§ **To be done**
Only the run of lines from the one containing "the man's shoulder" through the last line should be returned, exactly as written.

§ **Supplied information**
──────────
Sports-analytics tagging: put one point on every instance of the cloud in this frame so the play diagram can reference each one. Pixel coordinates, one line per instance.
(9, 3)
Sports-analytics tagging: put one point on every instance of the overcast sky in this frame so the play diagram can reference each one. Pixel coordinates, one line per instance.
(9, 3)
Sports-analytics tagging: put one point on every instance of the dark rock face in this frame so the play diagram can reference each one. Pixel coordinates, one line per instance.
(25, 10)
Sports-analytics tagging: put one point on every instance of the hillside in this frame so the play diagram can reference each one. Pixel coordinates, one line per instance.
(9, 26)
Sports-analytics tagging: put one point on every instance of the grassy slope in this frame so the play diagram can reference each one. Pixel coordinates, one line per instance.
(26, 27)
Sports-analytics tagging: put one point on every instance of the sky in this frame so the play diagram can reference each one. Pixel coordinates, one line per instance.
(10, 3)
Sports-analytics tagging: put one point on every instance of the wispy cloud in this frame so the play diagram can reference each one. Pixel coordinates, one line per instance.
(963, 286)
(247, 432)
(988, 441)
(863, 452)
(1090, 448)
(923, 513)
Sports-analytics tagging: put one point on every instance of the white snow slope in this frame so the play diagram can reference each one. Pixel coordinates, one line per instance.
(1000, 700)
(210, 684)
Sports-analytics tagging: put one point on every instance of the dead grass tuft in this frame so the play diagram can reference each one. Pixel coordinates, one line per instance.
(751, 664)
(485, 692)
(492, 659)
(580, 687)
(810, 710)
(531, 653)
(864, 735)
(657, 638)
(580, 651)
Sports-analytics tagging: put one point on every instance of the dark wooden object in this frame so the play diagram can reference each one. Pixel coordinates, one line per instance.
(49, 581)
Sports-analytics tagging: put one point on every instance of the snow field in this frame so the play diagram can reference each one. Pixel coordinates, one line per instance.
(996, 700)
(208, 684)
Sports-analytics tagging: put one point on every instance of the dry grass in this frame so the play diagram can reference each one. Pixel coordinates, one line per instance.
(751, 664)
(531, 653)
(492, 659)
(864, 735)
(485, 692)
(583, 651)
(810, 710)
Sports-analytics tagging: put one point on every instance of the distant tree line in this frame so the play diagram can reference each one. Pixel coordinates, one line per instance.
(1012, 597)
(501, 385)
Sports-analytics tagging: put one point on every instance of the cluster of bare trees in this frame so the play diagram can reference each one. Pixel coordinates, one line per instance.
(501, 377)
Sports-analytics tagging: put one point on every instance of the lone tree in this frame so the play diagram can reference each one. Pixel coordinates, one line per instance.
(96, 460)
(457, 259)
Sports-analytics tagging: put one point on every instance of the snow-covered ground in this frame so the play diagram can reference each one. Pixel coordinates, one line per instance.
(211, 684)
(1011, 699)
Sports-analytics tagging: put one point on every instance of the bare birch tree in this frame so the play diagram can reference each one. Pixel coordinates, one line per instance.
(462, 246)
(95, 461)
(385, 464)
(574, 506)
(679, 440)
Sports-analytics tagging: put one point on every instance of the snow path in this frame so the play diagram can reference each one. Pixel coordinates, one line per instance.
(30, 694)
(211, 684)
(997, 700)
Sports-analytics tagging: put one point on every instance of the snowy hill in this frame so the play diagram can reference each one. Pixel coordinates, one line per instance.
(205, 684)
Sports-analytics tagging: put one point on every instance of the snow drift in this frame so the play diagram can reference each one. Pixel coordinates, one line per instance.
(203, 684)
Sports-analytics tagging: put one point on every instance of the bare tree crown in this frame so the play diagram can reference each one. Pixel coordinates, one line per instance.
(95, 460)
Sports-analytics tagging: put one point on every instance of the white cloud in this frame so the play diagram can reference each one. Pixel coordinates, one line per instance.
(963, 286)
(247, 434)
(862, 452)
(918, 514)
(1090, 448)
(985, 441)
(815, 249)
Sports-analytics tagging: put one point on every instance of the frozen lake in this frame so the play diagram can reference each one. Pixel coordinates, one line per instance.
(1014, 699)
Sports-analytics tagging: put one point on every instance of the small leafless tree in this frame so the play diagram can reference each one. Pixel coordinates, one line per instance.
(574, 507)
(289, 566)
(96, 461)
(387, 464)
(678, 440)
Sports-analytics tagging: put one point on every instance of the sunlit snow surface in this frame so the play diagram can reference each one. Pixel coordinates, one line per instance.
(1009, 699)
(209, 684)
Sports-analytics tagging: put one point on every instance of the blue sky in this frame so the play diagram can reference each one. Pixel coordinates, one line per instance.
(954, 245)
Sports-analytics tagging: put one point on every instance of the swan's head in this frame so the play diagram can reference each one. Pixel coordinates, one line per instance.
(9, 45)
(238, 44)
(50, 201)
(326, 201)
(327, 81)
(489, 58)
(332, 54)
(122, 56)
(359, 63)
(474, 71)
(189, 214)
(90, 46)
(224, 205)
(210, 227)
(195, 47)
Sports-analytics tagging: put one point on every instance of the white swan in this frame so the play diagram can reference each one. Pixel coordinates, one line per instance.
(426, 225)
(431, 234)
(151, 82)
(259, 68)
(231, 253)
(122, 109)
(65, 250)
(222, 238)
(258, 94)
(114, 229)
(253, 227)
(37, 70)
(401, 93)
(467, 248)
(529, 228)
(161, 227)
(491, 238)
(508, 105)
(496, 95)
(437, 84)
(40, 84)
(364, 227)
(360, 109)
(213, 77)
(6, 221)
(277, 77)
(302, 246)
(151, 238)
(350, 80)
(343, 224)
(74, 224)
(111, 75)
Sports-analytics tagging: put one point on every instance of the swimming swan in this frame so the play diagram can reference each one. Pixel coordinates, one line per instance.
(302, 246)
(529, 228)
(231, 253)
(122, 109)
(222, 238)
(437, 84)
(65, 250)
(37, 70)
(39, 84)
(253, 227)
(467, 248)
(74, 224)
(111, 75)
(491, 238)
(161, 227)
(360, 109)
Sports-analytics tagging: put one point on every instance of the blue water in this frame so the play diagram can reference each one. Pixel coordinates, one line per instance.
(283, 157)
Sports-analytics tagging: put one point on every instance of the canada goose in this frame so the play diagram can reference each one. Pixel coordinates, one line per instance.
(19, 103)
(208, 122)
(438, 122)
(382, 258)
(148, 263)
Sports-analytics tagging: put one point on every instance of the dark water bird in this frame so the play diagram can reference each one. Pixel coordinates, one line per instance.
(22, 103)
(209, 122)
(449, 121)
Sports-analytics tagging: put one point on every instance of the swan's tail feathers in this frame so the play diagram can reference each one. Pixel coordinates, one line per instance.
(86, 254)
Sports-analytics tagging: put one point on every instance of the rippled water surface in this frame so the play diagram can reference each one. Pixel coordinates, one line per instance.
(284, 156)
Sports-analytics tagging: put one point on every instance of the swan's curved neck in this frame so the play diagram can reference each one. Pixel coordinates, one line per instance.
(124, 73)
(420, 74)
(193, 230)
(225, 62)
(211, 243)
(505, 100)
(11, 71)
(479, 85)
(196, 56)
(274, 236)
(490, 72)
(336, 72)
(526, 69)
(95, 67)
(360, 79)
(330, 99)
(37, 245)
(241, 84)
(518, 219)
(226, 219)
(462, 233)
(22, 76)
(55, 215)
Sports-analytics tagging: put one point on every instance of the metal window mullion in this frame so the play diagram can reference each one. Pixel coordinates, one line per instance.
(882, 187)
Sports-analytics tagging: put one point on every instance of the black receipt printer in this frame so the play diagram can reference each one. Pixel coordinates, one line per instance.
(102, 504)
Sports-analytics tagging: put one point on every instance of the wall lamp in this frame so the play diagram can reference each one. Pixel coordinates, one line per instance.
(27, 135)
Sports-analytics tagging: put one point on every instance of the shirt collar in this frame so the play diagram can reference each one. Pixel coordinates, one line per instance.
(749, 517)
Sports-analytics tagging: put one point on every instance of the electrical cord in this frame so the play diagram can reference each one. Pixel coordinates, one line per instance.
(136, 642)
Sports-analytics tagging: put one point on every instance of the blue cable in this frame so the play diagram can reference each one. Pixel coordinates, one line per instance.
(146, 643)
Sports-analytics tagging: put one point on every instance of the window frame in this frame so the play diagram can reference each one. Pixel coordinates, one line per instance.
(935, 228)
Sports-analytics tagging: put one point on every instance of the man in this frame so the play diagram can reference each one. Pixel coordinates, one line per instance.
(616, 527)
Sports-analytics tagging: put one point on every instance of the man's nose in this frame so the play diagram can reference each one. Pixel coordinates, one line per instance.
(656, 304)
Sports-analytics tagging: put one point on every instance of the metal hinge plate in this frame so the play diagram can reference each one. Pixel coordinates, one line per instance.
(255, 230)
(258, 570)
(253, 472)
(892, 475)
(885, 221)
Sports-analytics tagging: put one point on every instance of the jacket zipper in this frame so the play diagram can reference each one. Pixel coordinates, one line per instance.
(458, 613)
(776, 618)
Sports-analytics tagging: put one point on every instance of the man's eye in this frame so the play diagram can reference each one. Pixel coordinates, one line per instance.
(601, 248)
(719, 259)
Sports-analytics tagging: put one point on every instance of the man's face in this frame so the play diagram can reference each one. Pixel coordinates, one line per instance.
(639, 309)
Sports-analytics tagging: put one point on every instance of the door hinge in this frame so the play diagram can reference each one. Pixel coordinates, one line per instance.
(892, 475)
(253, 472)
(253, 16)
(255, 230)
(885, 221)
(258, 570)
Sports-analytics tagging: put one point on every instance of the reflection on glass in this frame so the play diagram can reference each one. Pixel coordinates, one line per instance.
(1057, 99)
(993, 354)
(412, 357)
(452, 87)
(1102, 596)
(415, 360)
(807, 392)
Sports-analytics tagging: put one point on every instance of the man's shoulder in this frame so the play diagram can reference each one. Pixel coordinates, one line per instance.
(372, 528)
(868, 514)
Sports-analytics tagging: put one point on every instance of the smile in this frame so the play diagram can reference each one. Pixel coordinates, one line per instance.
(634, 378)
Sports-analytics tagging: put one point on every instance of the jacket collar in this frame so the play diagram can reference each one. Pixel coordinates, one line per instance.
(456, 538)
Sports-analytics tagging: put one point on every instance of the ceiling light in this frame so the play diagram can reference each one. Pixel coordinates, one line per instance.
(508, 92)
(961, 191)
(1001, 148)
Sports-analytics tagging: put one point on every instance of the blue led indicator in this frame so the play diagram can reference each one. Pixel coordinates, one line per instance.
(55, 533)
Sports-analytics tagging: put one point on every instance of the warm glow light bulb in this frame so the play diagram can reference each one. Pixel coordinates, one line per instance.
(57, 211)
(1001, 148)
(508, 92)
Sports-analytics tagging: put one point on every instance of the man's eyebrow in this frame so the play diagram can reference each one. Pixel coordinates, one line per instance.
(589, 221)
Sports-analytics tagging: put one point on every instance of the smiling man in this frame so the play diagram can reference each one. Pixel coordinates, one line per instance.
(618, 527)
──────────
§ **Full output**
Sports-analytics tagging: put one point on every instance of the man's shoulder in this frame so the play diagram can reference each one. Pixel coordinates, one line per instance.
(372, 528)
(868, 514)
Sports-analytics tagging: put one point on every instance of the smile in this frame so the play diagram can reference each one. Pixel coordinates, one line per instance.
(634, 378)
Sports-analytics tagging: put one point on every instance of the jacket collar in this frame so the play diagram can reference each one. Pixel coordinates, one line per instance.
(456, 538)
Sports-analytics tagging: put one point on every instance of the ceiling light in this frame so the play diagram can reference each one. Pixel coordinates, one line per instance.
(508, 92)
(961, 191)
(1001, 148)
Sports-analytics tagging: put one point on every instance of the blue led indicator in this frame so the play diagram can reference each one. Pixel coordinates, one line per instance.
(55, 533)
Sports-analytics tagging: put one point on every instance of the warm glow light bulb in this frame so the play diagram can reference each one. Pixel coordinates, one line per instance.
(57, 211)
(1001, 148)
(508, 92)
Sports-analytics tagging: put one point on every instance of the man's eyebrow in this frame so the play diagram can reference each one. Pixel coordinates, one line per instance.
(589, 221)
Sports-analytics tagging: put one point on every instance of the smiling man in this frame so the play diagram can reference each one. Pixel coordinates, one line per instance.
(618, 527)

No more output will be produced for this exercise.